**Sección del documento**
----

Por: Paulo
Freire
Texto del educador brasileño, Paulo Freire, escrito en Montego Bay, Jamaica, 9 de mayo de 1992
El
derecho a criticar y el deber, al criticar, de no faltar a la verdad para
apoyar nuestra crítica es un imperativo ético de la más alta importancia en el
proceso de aprendizaje de nuestra democracia.
Es
preciso aceptar la crítica seria, fundada, que recibimos, por un lado, como
esencial para el avance de la práctica y de la reflexión teórica, y por el otro
para el crecimiento necesario del sujeto criticado. De ahí que al ser
criticados, por más que no nos guste, si la crítica es correcta, fundamentada, hecha
en forma ética, no tenemos por qué dejar de aceptarla, rectificando así nuestra
posición anterior. Asumir la crítica significa, por lo tanto, reconocer que nos
convenció parcial o totalmente de que estábamos incurriendo en un error que
merecía ser corregido o superado. Esto significa que tenemos que aceptar algo
obvio: que nuestros análisis de los hechos y de las cosas, nuestras
reflexiones, nuestras propuestas, nuestra comprensión del mundo, nuestra manera
de pensar, de hacer política, de sentir la belleza o la fealdad o la
injusticia, nada de eso es unánimemente aceptado o rechazado. Esto significa,
fundamentalmente, reconocer que es imposible estar en el mundo haciendo cosas,
influyendo, interviniendo, sin ser criticado.
Sin
embargo, a pesar de la obviedad de lo que acabo de decir, o sea, de que es
imposible agradar a griegos y troyanos, quien hace algo tiene que ejercer la
humildad incluso antes de empezar a aparecer en función de lo que empezó a
hacer. Vivida en forma auténtica, la humildad calma, apacigua los posibles
ímpetus de intolerancia de nuestra vanidad frente a la crítica, incluso justa,
que recibimos.
Por otra
parte, no es posible ejercer el derecho a criticar, en términos construidos,
pretendiendo tener en el criticar un testimonio educativo, sin encarnar una
posición rigurosamente ética. Así, el derecho a la práctica de criticar exige
de quien lo asume el cumplimiento minucioso de ciertos deberes que, si no son
observados, restan validez y eficacia a la crítica. Deberes en relación con el
autor que criticamos y deberes en relación con los lectores de nuestro texto
crítico. Y en el fondo también deberes con nosotros mismos.

----

**Pasos a seguir**
A. Explica en una a tres oraciones por qué, según el texto sobre la crítica, debemos aceptar la crítica seria y fundada que recibimos.
B. Traduce al inglés esta oración del texto sobre la crítica: «Vivida en forma auténtica, la humildad calma, apacigua los posibles ímpetus de intolerancia de nuestra vanidad frente a la crítica, incluso justa, que recibimos.»
C. Redacta una continuación del texto sobre la crítica que arranque después de su última oración.
El listado no guarda relación con el texto sobre la crítica.

**Extracto del listado**
----

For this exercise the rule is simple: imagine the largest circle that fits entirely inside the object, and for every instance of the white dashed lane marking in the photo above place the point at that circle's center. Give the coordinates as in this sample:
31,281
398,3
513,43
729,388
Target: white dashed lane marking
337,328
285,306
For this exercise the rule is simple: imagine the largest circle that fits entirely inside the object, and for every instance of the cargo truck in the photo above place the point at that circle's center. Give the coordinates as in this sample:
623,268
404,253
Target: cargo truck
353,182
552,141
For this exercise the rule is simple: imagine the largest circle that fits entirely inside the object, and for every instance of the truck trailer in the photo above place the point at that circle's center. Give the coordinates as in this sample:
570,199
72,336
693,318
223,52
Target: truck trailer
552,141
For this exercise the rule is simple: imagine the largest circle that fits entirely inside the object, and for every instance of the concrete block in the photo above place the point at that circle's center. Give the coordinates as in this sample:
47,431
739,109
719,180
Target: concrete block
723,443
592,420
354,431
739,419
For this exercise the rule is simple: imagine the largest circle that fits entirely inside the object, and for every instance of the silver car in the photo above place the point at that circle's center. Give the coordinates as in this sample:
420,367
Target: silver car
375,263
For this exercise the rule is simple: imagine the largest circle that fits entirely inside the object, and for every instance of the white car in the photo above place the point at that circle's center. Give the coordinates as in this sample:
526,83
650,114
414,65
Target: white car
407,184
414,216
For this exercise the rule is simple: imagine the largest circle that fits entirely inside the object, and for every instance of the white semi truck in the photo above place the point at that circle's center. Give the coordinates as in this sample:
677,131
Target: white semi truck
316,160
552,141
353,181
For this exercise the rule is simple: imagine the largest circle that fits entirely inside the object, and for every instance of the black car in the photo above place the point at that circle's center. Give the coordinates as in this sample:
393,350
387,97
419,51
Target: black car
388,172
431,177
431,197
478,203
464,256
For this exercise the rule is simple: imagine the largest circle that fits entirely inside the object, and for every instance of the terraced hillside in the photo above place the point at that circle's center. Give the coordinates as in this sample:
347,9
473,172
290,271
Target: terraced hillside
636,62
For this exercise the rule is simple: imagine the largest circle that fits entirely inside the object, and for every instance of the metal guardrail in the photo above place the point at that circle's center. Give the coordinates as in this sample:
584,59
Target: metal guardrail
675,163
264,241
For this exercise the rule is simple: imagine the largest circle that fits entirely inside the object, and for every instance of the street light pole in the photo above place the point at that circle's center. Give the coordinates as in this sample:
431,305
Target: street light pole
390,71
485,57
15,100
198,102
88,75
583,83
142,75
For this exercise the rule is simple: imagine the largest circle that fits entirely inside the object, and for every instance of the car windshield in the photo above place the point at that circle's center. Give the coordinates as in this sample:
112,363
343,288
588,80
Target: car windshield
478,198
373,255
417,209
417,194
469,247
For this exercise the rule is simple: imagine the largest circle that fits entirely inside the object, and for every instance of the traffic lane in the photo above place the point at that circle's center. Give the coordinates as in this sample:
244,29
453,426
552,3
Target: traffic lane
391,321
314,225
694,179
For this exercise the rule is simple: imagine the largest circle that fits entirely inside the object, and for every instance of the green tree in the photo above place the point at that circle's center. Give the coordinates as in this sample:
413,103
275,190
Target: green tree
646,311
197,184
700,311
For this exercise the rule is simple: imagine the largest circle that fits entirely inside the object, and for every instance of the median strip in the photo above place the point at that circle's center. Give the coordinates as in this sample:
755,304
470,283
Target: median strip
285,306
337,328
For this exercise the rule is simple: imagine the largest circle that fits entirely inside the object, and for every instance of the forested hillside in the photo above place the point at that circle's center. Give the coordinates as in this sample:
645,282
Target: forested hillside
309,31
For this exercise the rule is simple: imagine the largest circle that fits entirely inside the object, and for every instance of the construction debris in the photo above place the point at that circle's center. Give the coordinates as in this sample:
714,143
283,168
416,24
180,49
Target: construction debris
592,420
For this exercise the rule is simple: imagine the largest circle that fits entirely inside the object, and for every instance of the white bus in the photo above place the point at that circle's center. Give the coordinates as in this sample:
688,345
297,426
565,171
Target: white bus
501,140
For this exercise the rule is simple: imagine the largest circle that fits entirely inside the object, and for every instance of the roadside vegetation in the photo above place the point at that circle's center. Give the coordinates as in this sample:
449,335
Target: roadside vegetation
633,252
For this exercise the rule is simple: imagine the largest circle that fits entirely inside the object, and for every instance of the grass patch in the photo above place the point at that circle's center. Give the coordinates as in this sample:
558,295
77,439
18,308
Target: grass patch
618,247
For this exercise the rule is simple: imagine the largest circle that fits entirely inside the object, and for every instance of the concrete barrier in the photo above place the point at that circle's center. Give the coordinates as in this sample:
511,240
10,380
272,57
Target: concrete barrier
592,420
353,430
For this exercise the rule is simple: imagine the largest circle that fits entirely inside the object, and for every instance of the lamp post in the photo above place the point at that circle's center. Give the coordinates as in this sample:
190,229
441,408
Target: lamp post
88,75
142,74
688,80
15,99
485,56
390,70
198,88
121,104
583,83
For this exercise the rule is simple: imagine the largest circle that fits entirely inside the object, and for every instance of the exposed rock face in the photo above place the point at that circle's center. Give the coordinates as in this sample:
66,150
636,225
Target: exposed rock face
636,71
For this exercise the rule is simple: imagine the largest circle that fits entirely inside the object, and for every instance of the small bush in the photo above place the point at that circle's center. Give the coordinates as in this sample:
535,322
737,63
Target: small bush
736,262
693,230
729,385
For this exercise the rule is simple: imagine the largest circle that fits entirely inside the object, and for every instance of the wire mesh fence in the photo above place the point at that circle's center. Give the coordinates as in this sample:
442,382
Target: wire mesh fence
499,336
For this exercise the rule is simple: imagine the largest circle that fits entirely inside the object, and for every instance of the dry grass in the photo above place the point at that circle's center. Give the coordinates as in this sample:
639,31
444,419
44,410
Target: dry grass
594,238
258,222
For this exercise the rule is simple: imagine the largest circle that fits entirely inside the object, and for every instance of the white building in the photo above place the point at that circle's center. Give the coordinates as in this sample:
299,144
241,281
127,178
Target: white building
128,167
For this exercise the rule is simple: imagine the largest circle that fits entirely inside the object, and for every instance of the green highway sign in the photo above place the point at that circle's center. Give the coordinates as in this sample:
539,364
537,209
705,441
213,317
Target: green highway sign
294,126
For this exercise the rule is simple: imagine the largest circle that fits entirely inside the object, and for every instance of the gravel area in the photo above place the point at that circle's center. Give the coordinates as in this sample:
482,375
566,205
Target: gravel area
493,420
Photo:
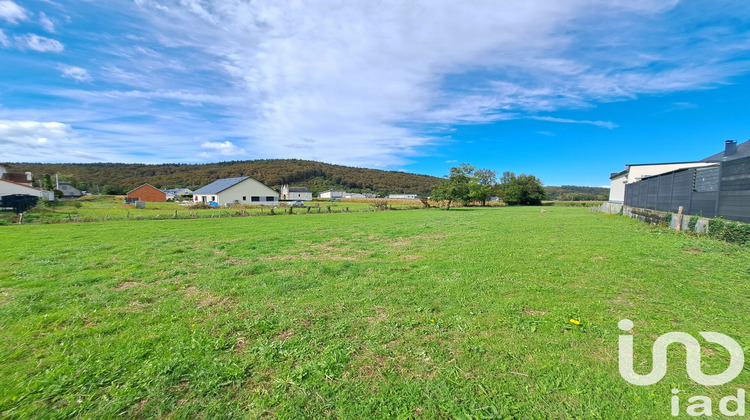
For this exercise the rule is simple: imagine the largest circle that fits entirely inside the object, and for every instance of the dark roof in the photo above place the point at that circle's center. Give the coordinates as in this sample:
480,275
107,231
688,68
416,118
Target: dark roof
146,184
220,185
743,150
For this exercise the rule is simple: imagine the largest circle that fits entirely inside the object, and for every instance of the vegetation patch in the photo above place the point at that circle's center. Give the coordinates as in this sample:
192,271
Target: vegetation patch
468,316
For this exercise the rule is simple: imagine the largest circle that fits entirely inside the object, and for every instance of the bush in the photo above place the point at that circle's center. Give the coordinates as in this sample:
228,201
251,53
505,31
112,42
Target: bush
733,232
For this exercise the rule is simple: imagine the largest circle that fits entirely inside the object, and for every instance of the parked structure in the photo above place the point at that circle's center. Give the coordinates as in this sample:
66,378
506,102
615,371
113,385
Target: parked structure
720,187
295,193
241,190
147,193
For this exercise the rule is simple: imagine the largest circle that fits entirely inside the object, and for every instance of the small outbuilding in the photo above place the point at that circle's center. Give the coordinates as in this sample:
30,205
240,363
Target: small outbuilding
295,193
240,190
147,192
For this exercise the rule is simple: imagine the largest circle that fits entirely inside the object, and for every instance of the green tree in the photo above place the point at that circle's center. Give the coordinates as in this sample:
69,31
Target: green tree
520,190
47,183
455,187
482,185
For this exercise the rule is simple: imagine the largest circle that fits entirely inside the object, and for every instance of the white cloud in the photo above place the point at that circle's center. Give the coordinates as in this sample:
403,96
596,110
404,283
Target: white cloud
76,73
226,148
34,140
12,12
359,84
4,41
46,23
39,43
603,124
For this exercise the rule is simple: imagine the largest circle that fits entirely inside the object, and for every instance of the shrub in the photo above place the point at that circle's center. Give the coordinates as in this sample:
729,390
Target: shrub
733,232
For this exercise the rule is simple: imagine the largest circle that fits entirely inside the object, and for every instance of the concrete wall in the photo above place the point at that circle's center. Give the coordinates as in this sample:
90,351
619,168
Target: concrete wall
654,216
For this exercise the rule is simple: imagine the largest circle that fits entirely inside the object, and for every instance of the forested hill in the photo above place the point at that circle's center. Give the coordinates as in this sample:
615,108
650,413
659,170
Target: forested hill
117,178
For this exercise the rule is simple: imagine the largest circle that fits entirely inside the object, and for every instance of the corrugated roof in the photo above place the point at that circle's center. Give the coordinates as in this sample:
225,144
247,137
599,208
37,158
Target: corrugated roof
743,150
220,185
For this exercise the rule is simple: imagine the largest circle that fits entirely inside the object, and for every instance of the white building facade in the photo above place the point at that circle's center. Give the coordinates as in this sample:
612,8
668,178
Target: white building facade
241,190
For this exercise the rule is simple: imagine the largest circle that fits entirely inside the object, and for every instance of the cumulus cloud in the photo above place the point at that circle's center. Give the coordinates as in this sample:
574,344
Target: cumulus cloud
12,12
39,43
46,23
76,73
4,41
357,84
364,84
226,148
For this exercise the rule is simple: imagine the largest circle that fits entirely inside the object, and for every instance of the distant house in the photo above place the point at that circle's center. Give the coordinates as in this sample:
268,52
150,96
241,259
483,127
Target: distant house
295,193
16,188
241,190
25,178
404,196
332,195
148,193
68,190
177,192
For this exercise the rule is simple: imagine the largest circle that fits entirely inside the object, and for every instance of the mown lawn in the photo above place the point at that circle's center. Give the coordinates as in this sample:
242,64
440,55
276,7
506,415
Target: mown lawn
402,314
113,208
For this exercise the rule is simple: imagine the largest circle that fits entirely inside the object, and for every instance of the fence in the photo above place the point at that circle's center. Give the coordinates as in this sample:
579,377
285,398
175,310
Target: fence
719,190
18,202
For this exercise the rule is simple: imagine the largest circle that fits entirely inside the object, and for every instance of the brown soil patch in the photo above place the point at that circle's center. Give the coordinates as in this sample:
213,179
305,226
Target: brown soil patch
284,335
534,312
128,285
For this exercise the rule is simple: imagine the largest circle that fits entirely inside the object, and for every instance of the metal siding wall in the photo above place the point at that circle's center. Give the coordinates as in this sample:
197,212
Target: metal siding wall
734,196
683,183
665,192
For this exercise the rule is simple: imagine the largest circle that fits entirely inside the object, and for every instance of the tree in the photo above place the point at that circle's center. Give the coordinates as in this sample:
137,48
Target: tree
482,185
455,187
523,189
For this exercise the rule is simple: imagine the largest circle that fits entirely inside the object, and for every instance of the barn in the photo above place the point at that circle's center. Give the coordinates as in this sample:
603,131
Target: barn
147,192
240,190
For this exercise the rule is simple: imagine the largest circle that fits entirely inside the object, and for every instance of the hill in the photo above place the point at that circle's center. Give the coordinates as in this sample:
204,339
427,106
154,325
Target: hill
118,178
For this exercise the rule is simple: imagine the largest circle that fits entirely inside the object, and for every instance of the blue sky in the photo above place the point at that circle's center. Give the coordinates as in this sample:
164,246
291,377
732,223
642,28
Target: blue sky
566,90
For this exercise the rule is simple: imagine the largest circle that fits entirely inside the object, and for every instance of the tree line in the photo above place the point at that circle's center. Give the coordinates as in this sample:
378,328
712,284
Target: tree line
466,184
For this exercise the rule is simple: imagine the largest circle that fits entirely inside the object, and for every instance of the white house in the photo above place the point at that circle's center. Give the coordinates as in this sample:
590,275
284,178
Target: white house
402,196
12,188
636,172
241,190
295,193
332,195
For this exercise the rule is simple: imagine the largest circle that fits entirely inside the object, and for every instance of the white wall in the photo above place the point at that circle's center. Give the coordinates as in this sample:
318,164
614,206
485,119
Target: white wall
247,189
637,172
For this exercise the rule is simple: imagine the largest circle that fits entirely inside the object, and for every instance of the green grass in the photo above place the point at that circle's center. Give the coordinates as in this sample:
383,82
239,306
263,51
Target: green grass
112,208
405,314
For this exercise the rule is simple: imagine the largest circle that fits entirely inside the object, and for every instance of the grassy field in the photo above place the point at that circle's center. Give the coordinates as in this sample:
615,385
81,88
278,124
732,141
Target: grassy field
113,208
397,314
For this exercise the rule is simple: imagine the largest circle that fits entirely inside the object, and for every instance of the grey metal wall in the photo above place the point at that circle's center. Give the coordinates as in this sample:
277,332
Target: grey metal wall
722,190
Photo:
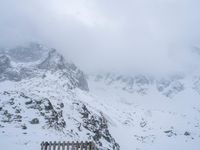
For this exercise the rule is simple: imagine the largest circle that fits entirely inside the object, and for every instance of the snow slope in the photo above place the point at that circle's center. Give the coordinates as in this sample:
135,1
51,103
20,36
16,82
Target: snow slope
151,120
45,97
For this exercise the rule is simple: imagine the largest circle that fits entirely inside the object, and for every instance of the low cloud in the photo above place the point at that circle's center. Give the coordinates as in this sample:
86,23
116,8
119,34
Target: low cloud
139,36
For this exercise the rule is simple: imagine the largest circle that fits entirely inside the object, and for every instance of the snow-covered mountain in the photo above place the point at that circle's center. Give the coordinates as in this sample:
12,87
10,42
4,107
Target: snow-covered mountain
41,99
45,97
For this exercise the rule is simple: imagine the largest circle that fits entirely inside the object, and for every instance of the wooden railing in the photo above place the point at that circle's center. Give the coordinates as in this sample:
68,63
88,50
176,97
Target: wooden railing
68,146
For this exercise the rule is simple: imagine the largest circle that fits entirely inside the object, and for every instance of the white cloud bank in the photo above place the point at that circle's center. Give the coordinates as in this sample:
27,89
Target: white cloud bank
153,36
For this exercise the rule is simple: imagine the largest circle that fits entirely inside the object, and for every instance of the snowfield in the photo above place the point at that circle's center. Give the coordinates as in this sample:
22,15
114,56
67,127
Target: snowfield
46,98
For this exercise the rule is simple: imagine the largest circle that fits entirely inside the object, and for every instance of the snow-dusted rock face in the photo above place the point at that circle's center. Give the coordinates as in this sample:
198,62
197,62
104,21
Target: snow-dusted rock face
142,84
44,97
36,60
40,99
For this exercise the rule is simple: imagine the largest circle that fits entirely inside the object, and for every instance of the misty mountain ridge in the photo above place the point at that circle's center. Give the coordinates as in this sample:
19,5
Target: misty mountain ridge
45,97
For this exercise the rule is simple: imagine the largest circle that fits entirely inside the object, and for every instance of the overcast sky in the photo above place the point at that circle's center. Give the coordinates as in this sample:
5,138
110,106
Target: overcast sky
153,36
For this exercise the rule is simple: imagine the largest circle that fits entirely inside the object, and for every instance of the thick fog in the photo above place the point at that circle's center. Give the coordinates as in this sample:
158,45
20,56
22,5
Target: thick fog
151,36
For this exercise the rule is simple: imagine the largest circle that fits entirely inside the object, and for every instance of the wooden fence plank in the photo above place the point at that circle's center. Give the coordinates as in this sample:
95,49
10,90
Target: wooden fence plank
68,145
50,145
54,145
63,146
42,145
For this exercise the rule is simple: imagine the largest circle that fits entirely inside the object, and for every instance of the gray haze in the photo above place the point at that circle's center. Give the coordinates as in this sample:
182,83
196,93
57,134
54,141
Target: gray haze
151,36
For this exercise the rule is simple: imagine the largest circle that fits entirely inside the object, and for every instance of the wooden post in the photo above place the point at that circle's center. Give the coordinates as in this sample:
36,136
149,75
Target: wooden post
59,144
50,144
63,146
93,146
77,145
68,145
86,145
82,145
46,145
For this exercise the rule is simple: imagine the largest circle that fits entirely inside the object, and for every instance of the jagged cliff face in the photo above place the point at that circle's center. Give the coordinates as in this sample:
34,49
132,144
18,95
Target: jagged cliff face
44,97
36,61
142,84
40,99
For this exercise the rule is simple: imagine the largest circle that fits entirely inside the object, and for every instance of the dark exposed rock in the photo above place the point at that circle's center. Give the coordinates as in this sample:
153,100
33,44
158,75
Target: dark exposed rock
97,125
24,127
187,133
170,133
4,63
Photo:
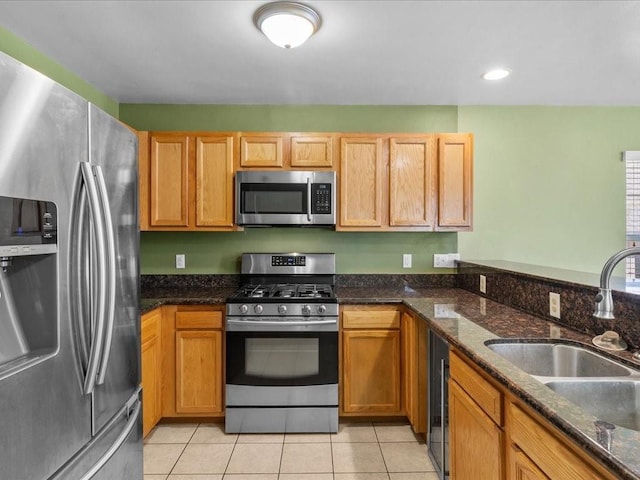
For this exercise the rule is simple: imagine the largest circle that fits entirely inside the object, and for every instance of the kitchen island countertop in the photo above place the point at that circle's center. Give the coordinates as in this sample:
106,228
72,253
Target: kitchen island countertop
466,321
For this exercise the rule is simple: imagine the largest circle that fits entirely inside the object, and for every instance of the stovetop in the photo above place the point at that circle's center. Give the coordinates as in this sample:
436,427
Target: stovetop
284,292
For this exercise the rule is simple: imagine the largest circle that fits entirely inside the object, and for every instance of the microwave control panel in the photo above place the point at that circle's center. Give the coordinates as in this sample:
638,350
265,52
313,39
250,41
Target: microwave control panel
321,198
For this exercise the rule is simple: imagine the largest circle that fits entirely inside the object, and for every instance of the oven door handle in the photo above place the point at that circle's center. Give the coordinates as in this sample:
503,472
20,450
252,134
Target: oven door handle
283,323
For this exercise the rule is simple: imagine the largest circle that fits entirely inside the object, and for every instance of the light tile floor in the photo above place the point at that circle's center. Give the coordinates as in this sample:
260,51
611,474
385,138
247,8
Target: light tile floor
359,451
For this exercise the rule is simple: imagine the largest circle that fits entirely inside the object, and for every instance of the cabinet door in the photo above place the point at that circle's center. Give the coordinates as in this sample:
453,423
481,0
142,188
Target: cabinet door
151,370
411,182
475,441
454,181
414,371
169,188
261,151
198,371
361,182
371,371
311,151
522,468
214,181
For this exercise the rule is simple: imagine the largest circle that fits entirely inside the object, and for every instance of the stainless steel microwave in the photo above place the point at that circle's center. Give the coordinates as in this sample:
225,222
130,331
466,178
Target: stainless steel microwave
291,198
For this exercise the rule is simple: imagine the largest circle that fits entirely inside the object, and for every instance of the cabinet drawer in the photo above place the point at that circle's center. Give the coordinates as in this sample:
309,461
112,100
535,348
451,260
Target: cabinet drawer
547,451
199,319
371,318
483,393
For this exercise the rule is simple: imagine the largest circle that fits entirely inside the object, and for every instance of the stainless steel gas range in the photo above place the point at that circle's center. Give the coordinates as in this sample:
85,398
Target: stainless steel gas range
282,345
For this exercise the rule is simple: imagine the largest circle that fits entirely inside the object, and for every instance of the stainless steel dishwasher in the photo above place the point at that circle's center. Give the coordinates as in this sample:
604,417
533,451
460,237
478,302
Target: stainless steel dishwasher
438,404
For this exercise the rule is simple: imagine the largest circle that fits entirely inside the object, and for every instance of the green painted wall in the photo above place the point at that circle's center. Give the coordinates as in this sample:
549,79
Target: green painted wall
208,252
291,118
549,183
24,52
356,252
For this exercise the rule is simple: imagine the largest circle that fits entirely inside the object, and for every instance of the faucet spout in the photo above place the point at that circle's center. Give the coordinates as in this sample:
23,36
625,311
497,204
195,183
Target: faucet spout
604,300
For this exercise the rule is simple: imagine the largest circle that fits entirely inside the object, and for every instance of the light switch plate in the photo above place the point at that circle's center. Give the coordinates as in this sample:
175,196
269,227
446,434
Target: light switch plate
554,304
483,284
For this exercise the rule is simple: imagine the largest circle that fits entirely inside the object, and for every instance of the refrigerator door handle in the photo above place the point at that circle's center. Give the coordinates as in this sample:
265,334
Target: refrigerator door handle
101,292
80,252
110,274
122,438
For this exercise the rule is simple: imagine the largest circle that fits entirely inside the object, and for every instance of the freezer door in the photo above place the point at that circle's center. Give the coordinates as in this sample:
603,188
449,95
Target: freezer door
114,453
44,417
113,155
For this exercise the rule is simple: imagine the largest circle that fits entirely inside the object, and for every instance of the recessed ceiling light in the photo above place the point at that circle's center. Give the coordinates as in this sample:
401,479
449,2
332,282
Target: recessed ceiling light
287,24
496,74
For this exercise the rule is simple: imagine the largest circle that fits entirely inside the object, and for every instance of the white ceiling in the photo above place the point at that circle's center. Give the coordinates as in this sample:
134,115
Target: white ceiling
366,52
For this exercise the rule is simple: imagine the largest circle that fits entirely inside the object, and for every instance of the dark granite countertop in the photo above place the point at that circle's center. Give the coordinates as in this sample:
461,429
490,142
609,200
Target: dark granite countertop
467,320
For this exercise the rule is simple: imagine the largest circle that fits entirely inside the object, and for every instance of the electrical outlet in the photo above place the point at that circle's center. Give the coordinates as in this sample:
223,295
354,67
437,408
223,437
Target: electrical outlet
483,284
554,304
444,310
445,260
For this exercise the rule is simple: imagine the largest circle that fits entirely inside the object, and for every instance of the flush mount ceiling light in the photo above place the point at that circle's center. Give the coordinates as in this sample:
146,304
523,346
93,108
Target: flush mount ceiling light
287,24
496,74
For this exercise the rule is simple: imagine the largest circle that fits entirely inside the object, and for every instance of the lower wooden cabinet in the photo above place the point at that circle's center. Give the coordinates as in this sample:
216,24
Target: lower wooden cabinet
475,441
193,361
414,370
493,435
370,364
521,467
151,369
198,381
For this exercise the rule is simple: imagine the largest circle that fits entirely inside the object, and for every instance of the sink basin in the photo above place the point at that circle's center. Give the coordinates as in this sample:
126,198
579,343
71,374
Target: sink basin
614,401
558,360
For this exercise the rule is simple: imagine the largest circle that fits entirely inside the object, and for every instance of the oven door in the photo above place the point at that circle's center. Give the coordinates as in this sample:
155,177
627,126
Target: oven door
298,367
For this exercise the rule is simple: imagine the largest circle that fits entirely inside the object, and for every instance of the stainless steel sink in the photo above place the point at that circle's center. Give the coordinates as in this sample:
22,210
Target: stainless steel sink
614,401
608,390
558,360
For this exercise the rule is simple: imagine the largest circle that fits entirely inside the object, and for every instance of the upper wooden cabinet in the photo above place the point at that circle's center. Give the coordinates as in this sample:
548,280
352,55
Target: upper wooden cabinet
169,181
391,183
190,181
386,182
455,181
362,178
411,182
312,151
288,151
260,151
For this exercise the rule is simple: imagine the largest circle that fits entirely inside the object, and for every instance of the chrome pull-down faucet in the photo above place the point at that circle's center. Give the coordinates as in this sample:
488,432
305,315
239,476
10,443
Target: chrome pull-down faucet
604,301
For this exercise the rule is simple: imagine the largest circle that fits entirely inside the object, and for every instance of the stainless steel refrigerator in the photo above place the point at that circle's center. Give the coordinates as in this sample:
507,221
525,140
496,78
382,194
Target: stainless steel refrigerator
69,312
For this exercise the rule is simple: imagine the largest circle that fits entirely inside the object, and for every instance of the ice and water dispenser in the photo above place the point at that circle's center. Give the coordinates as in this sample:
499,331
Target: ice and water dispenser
28,282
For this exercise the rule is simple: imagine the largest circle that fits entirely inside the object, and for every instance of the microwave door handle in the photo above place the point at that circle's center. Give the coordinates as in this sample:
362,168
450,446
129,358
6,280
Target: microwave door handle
308,199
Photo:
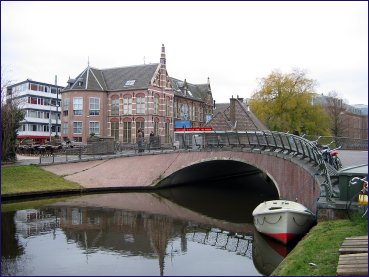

----

**Respuestas por tarea**
A. Debemos aceptarla porque es esencial para el avance de la práctica y de la reflexión teórica. También es necesaria para el crecimiento del sujeto criticado.

B. Lived authentically, humility calms and soothes the possible impulses of intolerance that our vanity shows toward the criticism, even fair criticism, that we receive.

C.
El
primero de ellos es no mentir. No mentir acerca de lo que se critica, no mentir
a los lectores ni a nosotros mismos. Podemos equivocarnos, podemos errar.
Mentir, nunca.
Otro
deber es el de procurar, con rigor, conocer el objeto de nuestra crítica. No es
ético ni riguroso criticar lo que no conocemos. No puedo basar mi crítica del
pensamiento de A o de B en lo que oí decir de A y de B, ni siquiera en lo que
leí sobre A y B, sino en lo que yo mismo leí e investigué de su pensamiento. Es
claro que para criticar positiva o negativamente el pensamiento de A o de B
también es importante saber lo que dicen de ellos otros autores. Pero no basta
con eso.
La
exigencia de conocer el pensamiento que se ha de criticar no depende de que nos
guste o nos disguste la persona cuyo pensamiento analizamos.
¿Cómo
criticar un texto que ni siquiera leí con base únicamente en la rabia que tengo
al autor o la autora, o porque José y María me dijeron que el autor del texto
es espontaneísta? No cabe duda de que tenemos derecho a tenerle rabia a algunas
personas. También es obvio. Pero el derecho que tengo de tenerle rabia a María
o a José no se hace extensivo al derecho de mentir acerca de él o de ella. No
puedo decir, por ejemplo, sin probarlo, que José y María dijeron que puede
haber práctica educativa sin contenidos. En primer lugar, esta afirmación es
una mentira histórica. Nunca ha habido ni hay educación sin contenidos.
Segundo, si digo eso de José y María, subrayando por lo tanto su error, sin
probar que ellos realmente hicieron esa afirmación, miento en relación con José
y María, miento en relación conmigo mismo y continúo trabajando contra la
democracia, que no se construye falseando la verdad.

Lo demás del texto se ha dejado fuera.